--- Aim of the task ---
Each of the entries should be output exactly, with nothing left out.

(Records from a data source)

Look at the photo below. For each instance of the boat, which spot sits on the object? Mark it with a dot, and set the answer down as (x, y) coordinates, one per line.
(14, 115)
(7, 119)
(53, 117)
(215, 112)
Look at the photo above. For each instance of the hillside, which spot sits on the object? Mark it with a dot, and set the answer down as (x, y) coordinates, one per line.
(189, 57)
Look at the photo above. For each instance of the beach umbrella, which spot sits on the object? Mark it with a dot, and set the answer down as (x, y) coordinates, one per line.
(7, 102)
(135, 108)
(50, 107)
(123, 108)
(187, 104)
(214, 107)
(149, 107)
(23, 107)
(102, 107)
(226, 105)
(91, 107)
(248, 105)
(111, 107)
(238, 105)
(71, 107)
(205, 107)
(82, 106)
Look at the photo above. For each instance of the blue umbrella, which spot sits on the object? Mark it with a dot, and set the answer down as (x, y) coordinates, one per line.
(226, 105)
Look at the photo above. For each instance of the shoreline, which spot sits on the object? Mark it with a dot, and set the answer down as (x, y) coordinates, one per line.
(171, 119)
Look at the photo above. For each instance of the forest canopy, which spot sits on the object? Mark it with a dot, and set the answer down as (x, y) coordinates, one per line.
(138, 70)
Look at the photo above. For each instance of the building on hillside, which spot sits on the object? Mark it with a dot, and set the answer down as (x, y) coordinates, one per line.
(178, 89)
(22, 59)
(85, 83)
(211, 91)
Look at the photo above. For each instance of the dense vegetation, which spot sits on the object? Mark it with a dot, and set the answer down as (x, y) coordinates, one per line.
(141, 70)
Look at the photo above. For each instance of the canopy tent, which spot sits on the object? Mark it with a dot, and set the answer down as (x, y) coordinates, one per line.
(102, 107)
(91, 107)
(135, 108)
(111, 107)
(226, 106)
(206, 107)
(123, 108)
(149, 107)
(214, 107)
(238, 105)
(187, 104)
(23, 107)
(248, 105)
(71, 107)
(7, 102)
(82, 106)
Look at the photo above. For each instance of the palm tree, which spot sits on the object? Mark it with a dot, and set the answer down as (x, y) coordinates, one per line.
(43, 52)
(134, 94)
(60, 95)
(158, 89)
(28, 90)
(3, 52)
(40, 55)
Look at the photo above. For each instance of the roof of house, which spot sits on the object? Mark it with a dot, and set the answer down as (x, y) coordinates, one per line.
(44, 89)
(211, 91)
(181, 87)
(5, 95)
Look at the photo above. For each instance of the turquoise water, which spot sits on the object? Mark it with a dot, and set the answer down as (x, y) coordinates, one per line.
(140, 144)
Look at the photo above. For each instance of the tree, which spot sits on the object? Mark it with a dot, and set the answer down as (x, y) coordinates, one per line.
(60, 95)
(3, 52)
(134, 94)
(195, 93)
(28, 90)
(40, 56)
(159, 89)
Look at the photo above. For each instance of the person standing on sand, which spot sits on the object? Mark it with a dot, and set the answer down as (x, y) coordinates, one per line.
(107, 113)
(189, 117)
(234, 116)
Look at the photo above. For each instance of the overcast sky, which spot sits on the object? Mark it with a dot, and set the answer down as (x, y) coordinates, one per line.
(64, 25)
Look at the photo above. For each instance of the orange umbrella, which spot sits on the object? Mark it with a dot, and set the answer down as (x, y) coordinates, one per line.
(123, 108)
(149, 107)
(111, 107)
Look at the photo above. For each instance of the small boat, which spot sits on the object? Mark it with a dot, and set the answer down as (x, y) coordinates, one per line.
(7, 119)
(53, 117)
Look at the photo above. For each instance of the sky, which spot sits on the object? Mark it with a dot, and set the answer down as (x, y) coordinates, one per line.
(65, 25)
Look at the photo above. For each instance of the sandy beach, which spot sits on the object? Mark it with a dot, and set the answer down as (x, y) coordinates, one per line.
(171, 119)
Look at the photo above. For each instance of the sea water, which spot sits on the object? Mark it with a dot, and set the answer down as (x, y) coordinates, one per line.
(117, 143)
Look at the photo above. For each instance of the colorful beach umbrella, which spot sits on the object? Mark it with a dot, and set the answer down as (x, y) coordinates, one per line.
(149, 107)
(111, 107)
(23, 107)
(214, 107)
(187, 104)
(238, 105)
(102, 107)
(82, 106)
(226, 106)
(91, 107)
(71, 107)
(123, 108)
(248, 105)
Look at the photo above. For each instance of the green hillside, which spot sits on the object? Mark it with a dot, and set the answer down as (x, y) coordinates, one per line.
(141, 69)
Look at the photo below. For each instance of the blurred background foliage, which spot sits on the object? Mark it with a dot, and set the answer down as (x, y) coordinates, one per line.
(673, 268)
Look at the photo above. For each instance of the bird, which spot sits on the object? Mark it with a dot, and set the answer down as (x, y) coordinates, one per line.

--- Worked solution ---
Look at the photo below. For each instance of the boat, which spot sits on the object? Mark it with a dot, and set the answer down as (x, y) coordinates, one per line.
(14, 115)
(7, 119)
(53, 117)
(215, 112)
Look at the photo above. For each instance of the hillside, which spot sits on the object? Mark it with a dot, and set the answer down as (x, y) coordinates, one per line.
(189, 57)
Look at the photo above. For each instance of the beach umbrella, which spot sits on the object? Mark it with a dot, and set the answer down as (x, y) coordinates, one per line.
(7, 102)
(135, 108)
(50, 107)
(123, 108)
(187, 104)
(214, 107)
(149, 107)
(23, 107)
(102, 107)
(226, 105)
(91, 107)
(248, 105)
(111, 107)
(238, 105)
(71, 107)
(205, 107)
(82, 106)
Look at the photo above. For each instance of the blue umbrella, which spot sits on the object? Mark it with a dot, and set the answer down as (x, y) coordinates, one per line.
(226, 105)
Look at the photo above. For each instance of the shoreline, which spot sits on the object? Mark it with a dot, and set the answer down as (x, y) coordinates, one per line.
(171, 119)
Look at the photo above. For each instance of the forest canopy, which spot sits on the object? Mark it with a dot, and set the answer down as (x, y) coordinates, one per line.
(138, 70)
Look at the photo above. For each instance of the building on hillside, which spot sits on the object? Mark it with a dot, and set the answer down as (x, y) coordinates, one per line.
(178, 89)
(22, 59)
(85, 83)
(211, 91)
Look at the photo above. For each instance of the dense vegetation, which spot sits on the object? Mark it with a dot, and set the answer down as (x, y) coordinates, one per line.
(141, 70)
Look at the photo above. For each instance of the canopy tent, which spot sits on the object? Mark it with a dot, and set the answer down as (x, y) coordinates, one per line.
(102, 107)
(91, 107)
(135, 108)
(111, 107)
(226, 106)
(206, 107)
(123, 108)
(149, 107)
(214, 107)
(238, 105)
(187, 104)
(23, 107)
(248, 105)
(71, 107)
(7, 102)
(82, 106)
Look at the photo above. For each instance of the palm tree, which spot sits on the object? Mark it with a dot, and set the answer down as (x, y) coordinates, one per line.
(43, 52)
(134, 94)
(60, 95)
(158, 89)
(28, 90)
(3, 52)
(40, 55)
Look at the photo above. For each instance of the roof of house, which spot sits on the object? Mark it with a dot, and set the answer down as (x, y) coordinates, one per line.
(44, 89)
(211, 91)
(181, 87)
(5, 95)
Look at the photo above. For each instance of the turquoise water, which spot sits on the object? Mark it with a dot, and set the answer down as (x, y) coordinates, one per line.
(140, 144)
Look at the photo above. For each instance of the tree, which spot sits on the object? Mark it with a dot, and set the answer down as (x, y) coordinates, one per line.
(60, 95)
(3, 52)
(134, 94)
(195, 93)
(28, 90)
(40, 56)
(159, 89)
Look at the photo above. For each instance of the person standing on sand, which spot sits on the object? Mark it with a dot, and set the answer down as (x, y) coordinates, one per line.
(107, 113)
(189, 117)
(234, 116)
Look at the photo above. For each instance of the overcast sky, which spot sits on the object? Mark it with a dot, and set the answer down as (x, y) coordinates, one per line.
(64, 25)
Look at the photo above. For each instance of the orange umbrella, which spot sits on the object? Mark it with a dot, and set the answer down as (x, y) coordinates, one per line.
(123, 108)
(149, 107)
(111, 107)
Look at the photo above. For each instance of the small boat, which spot sits on the object? Mark it with a dot, and set the answer down as (x, y) coordinates, one per line.
(7, 119)
(53, 117)
Look at the photo above. For each instance of the sky, which spot sits on the object? Mark it with a dot, and set the answer down as (x, y) coordinates, one per line.
(65, 25)
Look at the photo above. For each instance of the sandy beach, which spot sits on the object? Mark it with a dot, and set the answer down as (x, y) coordinates, one per line.
(171, 119)
Look at the photo above. For each instance of the sea water, which spot sits on the object? Mark it with a dot, and set the answer down as (x, y) coordinates, one per line.
(117, 143)
Look at the photo above. For each instance of the colorful beach umbrella, which spot sits on the object? Mark it with a dot, and set the answer down as (x, y) coordinates, one per line.
(149, 107)
(111, 107)
(23, 107)
(214, 107)
(187, 104)
(238, 105)
(102, 107)
(82, 106)
(226, 106)
(91, 107)
(71, 107)
(123, 108)
(248, 105)
Look at the photo above. For each instance of the green hillside, which spot sits on the object? Mark it with a dot, and set the answer down as (x, y) coordinates, one per line.
(141, 69)
Look at the photo below. For each instance of the blurred background foliage, which spot sits on the object? Mark it with a dot, and set the answer down as (x, y) coordinates, one per line.
(673, 268)
Look at the photo above. For each instance of the bird, which spot sits on the object? Mark it with a dot, and set the answer down as (x, y) coordinates, one per line.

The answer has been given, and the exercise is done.